TASK BRIEF: Go through the records and report each line holding the string "white".

[[ DATA SHOWN, beginning ]]

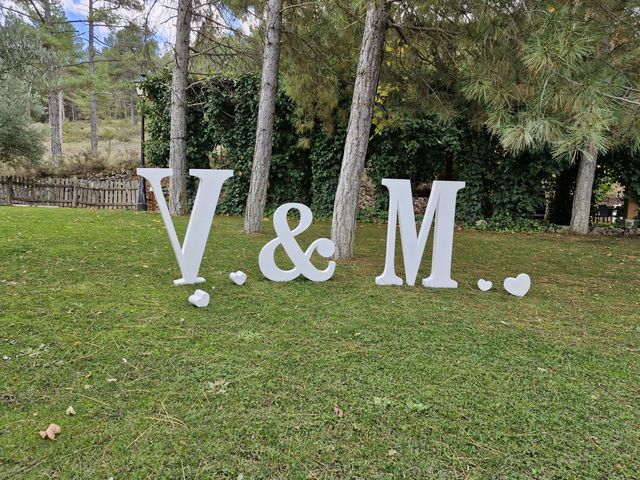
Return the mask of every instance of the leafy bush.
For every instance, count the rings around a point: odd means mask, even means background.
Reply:
[[[375,208],[386,212],[388,195],[383,178],[410,178],[414,185],[453,176],[446,172],[460,156],[462,130],[455,124],[432,119],[411,120],[402,128],[390,128],[370,144],[369,173],[376,186]],[[414,191],[415,195],[415,191]]]
[[[166,166],[169,158],[169,78],[146,83],[148,132],[146,154],[152,165]],[[255,77],[192,82],[188,91],[187,160],[189,168],[230,168],[220,209],[239,215],[245,208],[258,113],[259,84]],[[295,106],[278,92],[273,156],[267,191],[267,212],[284,202],[311,206],[328,217],[333,201],[346,128],[336,133],[320,125],[299,128]],[[373,134],[374,132],[372,132]],[[401,127],[373,135],[368,148],[368,173],[375,187],[374,206],[359,213],[364,221],[386,218],[388,195],[383,178],[410,178],[414,187],[434,179],[466,182],[460,191],[457,215],[462,223],[489,219],[496,228],[511,228],[529,218],[544,201],[543,182],[558,170],[546,152],[508,155],[485,132],[466,122],[440,123],[430,118],[407,119]],[[190,180],[193,194],[195,183]],[[425,192],[414,190],[414,194]]]
[[[558,161],[548,152],[510,155],[484,131],[465,122],[412,120],[384,131],[371,147],[375,207],[381,215],[388,202],[382,178],[410,178],[414,187],[434,179],[456,179],[466,184],[458,193],[459,222],[486,219],[492,228],[512,228],[543,206],[543,183],[558,170]]]
[[[33,164],[42,158],[42,134],[30,124],[27,104],[20,82],[0,77],[0,164]]]
[[[145,152],[152,165],[166,166],[169,159],[169,83],[156,78],[146,83],[150,140]],[[188,91],[188,168],[230,168],[235,175],[226,183],[220,209],[242,214],[249,191],[258,114],[258,82],[213,79],[195,83]],[[273,153],[269,172],[267,211],[289,201],[309,203],[311,164],[303,155],[296,131],[294,106],[282,91],[276,102]],[[194,185],[191,184],[191,187]],[[193,190],[193,188],[192,188]]]
[[[609,152],[599,162],[601,169],[627,189],[627,193],[640,199],[640,151],[619,148]]]
[[[335,135],[325,135],[316,129],[309,138],[311,210],[320,217],[330,217],[333,213],[345,136],[344,128]]]

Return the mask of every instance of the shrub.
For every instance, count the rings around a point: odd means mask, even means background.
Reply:
[[[166,166],[169,159],[169,83],[167,77],[146,83],[150,135],[145,151],[152,165]],[[235,171],[220,203],[224,213],[239,215],[245,208],[258,95],[259,83],[252,76],[191,82],[188,91],[188,168]],[[346,130],[340,122],[337,125],[332,135],[318,124],[302,132],[292,100],[278,91],[267,213],[296,201],[310,205],[318,216],[331,215]],[[484,131],[464,121],[440,123],[431,118],[407,119],[400,127],[375,133],[367,165],[375,185],[374,206],[360,212],[361,219],[386,218],[383,178],[410,178],[414,187],[428,186],[434,179],[459,179],[466,188],[459,194],[458,220],[473,224],[491,219],[490,225],[504,228],[529,218],[541,206],[542,185],[558,170],[558,162],[547,152],[508,155]],[[193,195],[195,182],[189,180],[189,185]]]
[[[21,166],[42,158],[42,134],[30,125],[27,104],[27,94],[20,82],[1,77],[0,164]]]

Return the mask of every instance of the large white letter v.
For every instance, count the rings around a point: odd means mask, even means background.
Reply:
[[[167,228],[169,240],[171,240],[173,252],[178,260],[182,278],[174,280],[173,283],[187,285],[204,282],[204,278],[198,277],[198,270],[204,255],[204,248],[207,245],[213,216],[216,213],[222,184],[227,178],[233,176],[233,170],[189,170],[189,175],[198,177],[200,184],[198,185],[198,193],[196,193],[196,200],[193,203],[193,210],[182,247],[180,247],[178,235],[162,193],[162,179],[170,177],[173,174],[173,170],[171,168],[138,168],[137,172],[138,175],[146,178],[151,184],[151,188],[153,188],[158,208],[162,214],[162,220],[164,220],[164,226]]]

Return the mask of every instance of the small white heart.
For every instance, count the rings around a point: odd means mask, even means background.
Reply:
[[[247,274],[238,270],[237,272],[231,272],[229,278],[236,285],[244,285],[244,282],[247,281]]]
[[[189,296],[189,303],[198,308],[206,307],[209,305],[209,294],[204,290],[196,290]]]
[[[483,292],[488,292],[491,290],[491,287],[493,287],[493,282],[490,280],[485,280],[484,278],[478,280],[478,288]]]
[[[526,273],[521,273],[516,278],[504,279],[504,289],[516,297],[524,297],[531,288],[531,278]]]

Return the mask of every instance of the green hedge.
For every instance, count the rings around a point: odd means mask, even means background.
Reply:
[[[166,166],[169,158],[169,86],[167,77],[146,83],[150,137],[146,155],[151,165]],[[240,215],[244,211],[258,97],[259,84],[252,76],[192,82],[188,91],[188,167],[235,171],[220,203],[223,213]],[[305,131],[298,127],[295,105],[280,90],[267,213],[282,203],[296,201],[310,205],[317,216],[328,217],[333,210],[346,129],[338,126],[335,134],[328,135],[319,125]],[[221,154],[216,146],[222,147]],[[376,188],[369,218],[386,216],[388,199],[382,178],[410,178],[416,187],[437,178],[458,179],[467,184],[459,195],[460,222],[488,219],[497,226],[509,226],[530,217],[541,206],[541,186],[543,182],[552,184],[558,169],[558,161],[547,152],[508,155],[486,133],[465,122],[408,119],[402,127],[386,129],[371,139],[367,171]],[[192,191],[194,186],[191,181]]]
[[[542,185],[552,183],[559,165],[544,151],[509,155],[485,132],[464,122],[413,120],[385,131],[372,146],[370,174],[378,211],[387,209],[382,178],[410,178],[415,186],[436,178],[456,179],[466,182],[458,194],[458,221],[486,219],[496,227],[517,224],[542,207]]]
[[[151,165],[165,166],[169,159],[169,79],[147,81],[147,116],[150,140],[146,155]],[[220,211],[242,214],[245,207],[258,113],[258,84],[252,77],[194,83],[188,90],[187,163],[189,168],[230,168]],[[305,181],[310,168],[298,147],[293,104],[279,92],[269,176],[268,210],[287,201],[308,202]],[[216,146],[223,147],[219,155]],[[193,189],[191,189],[193,190]],[[192,192],[193,196],[193,192]]]

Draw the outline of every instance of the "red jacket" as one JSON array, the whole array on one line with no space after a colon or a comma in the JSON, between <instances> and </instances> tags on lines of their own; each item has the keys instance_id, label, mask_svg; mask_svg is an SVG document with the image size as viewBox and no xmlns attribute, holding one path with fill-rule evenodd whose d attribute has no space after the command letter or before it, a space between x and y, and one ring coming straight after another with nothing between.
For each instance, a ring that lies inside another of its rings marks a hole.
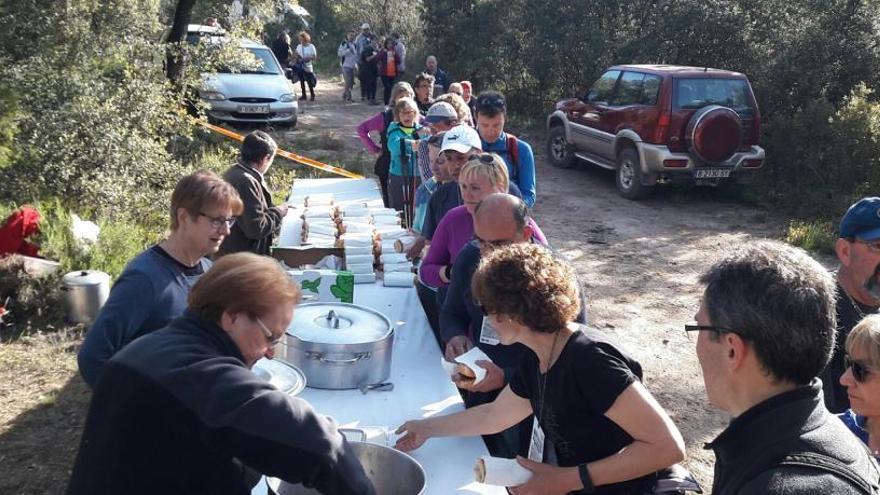
<instances>
[{"instance_id":1,"label":"red jacket","mask_svg":"<svg viewBox=\"0 0 880 495\"><path fill-rule=\"evenodd\" d=\"M40 214L30 205L12 212L0 227L0 257L8 254L37 256L40 249L26 239L40 232Z\"/></svg>"}]
</instances>

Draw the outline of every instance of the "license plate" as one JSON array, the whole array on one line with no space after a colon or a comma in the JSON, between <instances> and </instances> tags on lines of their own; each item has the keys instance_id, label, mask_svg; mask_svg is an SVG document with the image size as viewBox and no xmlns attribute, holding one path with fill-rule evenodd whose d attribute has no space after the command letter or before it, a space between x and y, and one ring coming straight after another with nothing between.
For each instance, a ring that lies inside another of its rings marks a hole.
<instances>
[{"instance_id":1,"label":"license plate","mask_svg":"<svg viewBox=\"0 0 880 495\"><path fill-rule=\"evenodd\" d=\"M269 113L269 105L239 105L238 113Z\"/></svg>"},{"instance_id":2,"label":"license plate","mask_svg":"<svg viewBox=\"0 0 880 495\"><path fill-rule=\"evenodd\" d=\"M696 170L694 172L695 179L726 179L730 177L729 168L713 168L708 170Z\"/></svg>"}]
</instances>

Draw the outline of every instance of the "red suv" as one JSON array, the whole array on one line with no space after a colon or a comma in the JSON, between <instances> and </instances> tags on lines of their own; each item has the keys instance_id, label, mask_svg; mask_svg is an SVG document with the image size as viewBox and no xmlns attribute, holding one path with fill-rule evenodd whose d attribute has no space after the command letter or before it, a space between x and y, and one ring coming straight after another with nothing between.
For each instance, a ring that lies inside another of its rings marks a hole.
<instances>
[{"instance_id":1,"label":"red suv","mask_svg":"<svg viewBox=\"0 0 880 495\"><path fill-rule=\"evenodd\" d=\"M745 75L672 65L611 67L547 118L550 162L577 158L616 171L638 199L672 180L744 183L764 163L761 116Z\"/></svg>"}]
</instances>

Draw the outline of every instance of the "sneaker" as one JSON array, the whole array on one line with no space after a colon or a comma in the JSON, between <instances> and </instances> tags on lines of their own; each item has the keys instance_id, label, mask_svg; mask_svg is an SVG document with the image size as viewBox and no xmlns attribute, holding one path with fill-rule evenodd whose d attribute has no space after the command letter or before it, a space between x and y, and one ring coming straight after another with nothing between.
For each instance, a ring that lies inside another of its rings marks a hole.
<instances>
[{"instance_id":1,"label":"sneaker","mask_svg":"<svg viewBox=\"0 0 880 495\"><path fill-rule=\"evenodd\" d=\"M302 95L302 96L300 96L299 99L305 101L305 99L306 99L306 95Z\"/></svg>"},{"instance_id":2,"label":"sneaker","mask_svg":"<svg viewBox=\"0 0 880 495\"><path fill-rule=\"evenodd\" d=\"M303 96L303 99L305 99L305 96ZM315 95L312 95L312 101L315 101Z\"/></svg>"}]
</instances>

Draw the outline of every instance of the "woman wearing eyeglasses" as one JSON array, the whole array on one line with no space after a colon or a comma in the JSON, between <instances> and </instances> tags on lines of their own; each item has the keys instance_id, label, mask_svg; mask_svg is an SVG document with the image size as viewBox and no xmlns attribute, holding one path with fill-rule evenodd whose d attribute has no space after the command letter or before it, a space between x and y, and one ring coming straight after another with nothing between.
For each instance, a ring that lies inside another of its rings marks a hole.
<instances>
[{"instance_id":1,"label":"woman wearing eyeglasses","mask_svg":"<svg viewBox=\"0 0 880 495\"><path fill-rule=\"evenodd\" d=\"M114 354L183 313L190 289L211 266L205 257L229 235L242 203L229 183L202 170L180 179L170 211L171 234L129 262L86 333L77 362L92 388Z\"/></svg>"},{"instance_id":2,"label":"woman wearing eyeglasses","mask_svg":"<svg viewBox=\"0 0 880 495\"><path fill-rule=\"evenodd\" d=\"M865 317L846 338L846 387L851 409L839 414L846 426L880 457L880 315Z\"/></svg>"},{"instance_id":3,"label":"woman wearing eyeglasses","mask_svg":"<svg viewBox=\"0 0 880 495\"><path fill-rule=\"evenodd\" d=\"M607 336L574 323L574 269L528 243L480 261L473 295L504 345L528 348L493 402L404 423L396 447L502 431L534 415L532 478L511 493L642 494L654 473L684 457L681 434L642 385L641 366Z\"/></svg>"},{"instance_id":4,"label":"woman wearing eyeglasses","mask_svg":"<svg viewBox=\"0 0 880 495\"><path fill-rule=\"evenodd\" d=\"M506 193L509 182L507 165L498 155L481 153L467 161L458 179L462 205L449 210L431 238L431 247L419 269L421 281L438 289L438 302L442 305L445 291L452 273L452 263L458 252L474 237L474 209L486 196L492 193ZM535 240L547 244L544 233L535 221L529 218Z\"/></svg>"},{"instance_id":5,"label":"woman wearing eyeglasses","mask_svg":"<svg viewBox=\"0 0 880 495\"><path fill-rule=\"evenodd\" d=\"M69 494L250 493L259 475L319 493L375 489L332 419L255 375L300 291L266 256L224 256L184 314L107 363Z\"/></svg>"}]
</instances>

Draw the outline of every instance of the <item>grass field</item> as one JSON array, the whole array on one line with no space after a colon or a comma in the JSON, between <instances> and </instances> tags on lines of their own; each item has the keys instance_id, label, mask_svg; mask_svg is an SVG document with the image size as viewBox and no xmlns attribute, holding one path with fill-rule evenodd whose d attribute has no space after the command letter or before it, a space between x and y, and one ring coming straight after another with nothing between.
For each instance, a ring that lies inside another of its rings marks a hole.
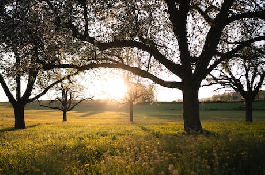
<instances>
[{"instance_id":1,"label":"grass field","mask_svg":"<svg viewBox=\"0 0 265 175\"><path fill-rule=\"evenodd\" d=\"M201 104L204 134L183 131L182 106L84 106L68 113L29 106L25 130L0 105L0 174L265 174L264 103L253 123L241 104Z\"/></svg>"}]
</instances>

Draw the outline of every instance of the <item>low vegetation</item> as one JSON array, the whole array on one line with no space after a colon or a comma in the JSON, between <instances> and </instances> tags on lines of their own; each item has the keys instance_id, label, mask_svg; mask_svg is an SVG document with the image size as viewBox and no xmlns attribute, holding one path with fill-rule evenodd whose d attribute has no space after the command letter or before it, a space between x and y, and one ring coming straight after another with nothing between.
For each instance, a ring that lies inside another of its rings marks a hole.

[[ DATA SHOWN, end ]]

SOLUTION TO THE EXERCISE:
Return the mask of every instance of the large white letter v.
Return the mask of every instance of the small white heart.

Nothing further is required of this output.